= THE TASK =
Print verbatim the lines of the entries from the one containing "Where can the reddish" to the last, inclusive, and no others.

Pointing dataset records
▬▬▬▬▬▬▬▬▬▬

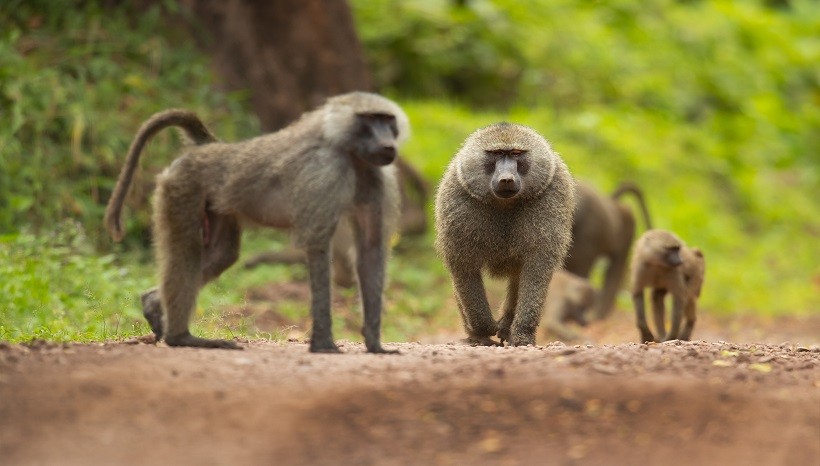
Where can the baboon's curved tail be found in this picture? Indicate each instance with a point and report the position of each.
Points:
(632, 188)
(192, 128)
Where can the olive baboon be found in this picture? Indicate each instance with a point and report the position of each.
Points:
(331, 164)
(664, 263)
(568, 298)
(504, 205)
(412, 221)
(602, 227)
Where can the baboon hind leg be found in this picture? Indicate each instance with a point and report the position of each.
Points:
(614, 277)
(659, 311)
(508, 308)
(689, 315)
(220, 253)
(181, 256)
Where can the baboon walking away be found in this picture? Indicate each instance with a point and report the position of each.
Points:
(331, 165)
(665, 264)
(505, 206)
(603, 227)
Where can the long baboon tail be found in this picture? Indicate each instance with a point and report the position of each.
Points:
(192, 128)
(632, 188)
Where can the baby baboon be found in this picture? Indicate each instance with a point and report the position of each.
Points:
(331, 164)
(603, 227)
(664, 263)
(568, 298)
(505, 206)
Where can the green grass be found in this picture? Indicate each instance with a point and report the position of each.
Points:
(712, 107)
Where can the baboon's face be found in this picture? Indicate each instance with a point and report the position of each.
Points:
(376, 138)
(506, 167)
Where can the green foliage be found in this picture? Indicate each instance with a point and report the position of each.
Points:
(56, 287)
(76, 81)
(422, 48)
(712, 107)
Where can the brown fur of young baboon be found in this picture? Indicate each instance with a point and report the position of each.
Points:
(504, 206)
(568, 299)
(333, 164)
(663, 263)
(604, 228)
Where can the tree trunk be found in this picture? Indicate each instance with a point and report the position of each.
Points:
(290, 54)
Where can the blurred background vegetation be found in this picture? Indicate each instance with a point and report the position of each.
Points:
(713, 107)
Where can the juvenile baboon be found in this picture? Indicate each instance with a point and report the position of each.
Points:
(568, 298)
(665, 264)
(331, 164)
(603, 227)
(505, 206)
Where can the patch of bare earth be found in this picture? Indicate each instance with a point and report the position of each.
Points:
(275, 403)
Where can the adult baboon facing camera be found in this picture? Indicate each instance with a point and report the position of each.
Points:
(603, 227)
(504, 205)
(332, 164)
(665, 264)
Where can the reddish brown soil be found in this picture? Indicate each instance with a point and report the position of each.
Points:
(274, 403)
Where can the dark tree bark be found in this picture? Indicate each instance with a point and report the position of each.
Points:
(290, 54)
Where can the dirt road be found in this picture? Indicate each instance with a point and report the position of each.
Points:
(274, 403)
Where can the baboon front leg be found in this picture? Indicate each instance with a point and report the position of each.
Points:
(689, 314)
(508, 308)
(677, 315)
(532, 293)
(478, 319)
(370, 249)
(152, 311)
(659, 311)
(640, 316)
(321, 340)
(605, 302)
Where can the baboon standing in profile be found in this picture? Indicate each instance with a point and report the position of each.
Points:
(603, 227)
(568, 298)
(665, 264)
(505, 206)
(332, 164)
(412, 221)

▬▬▬▬▬▬▬▬▬▬

= EXERCISE SOLUTION =
Where can the reddish brown soil be found in this picture? Indicate each instance with a point and report the position of each.
Points:
(274, 403)
Where can the dark tree bark be found in this picture? Indicate each instance with a point and report the position of each.
Points:
(290, 54)
Where can the dirt road be found in this picture? Indicate each instance with a point and report the position of each.
Points:
(274, 403)
Where can the baboon front leg be found in this picture? Indicate each instance with a point and report the position of each.
Points:
(689, 314)
(508, 308)
(677, 315)
(532, 293)
(478, 319)
(370, 249)
(152, 311)
(659, 311)
(640, 316)
(321, 340)
(605, 302)
Where can the baboon standing in profile be found in this picture? Indicate each instance with a point and report the position of each.
Points:
(603, 227)
(568, 298)
(665, 264)
(505, 206)
(332, 164)
(412, 221)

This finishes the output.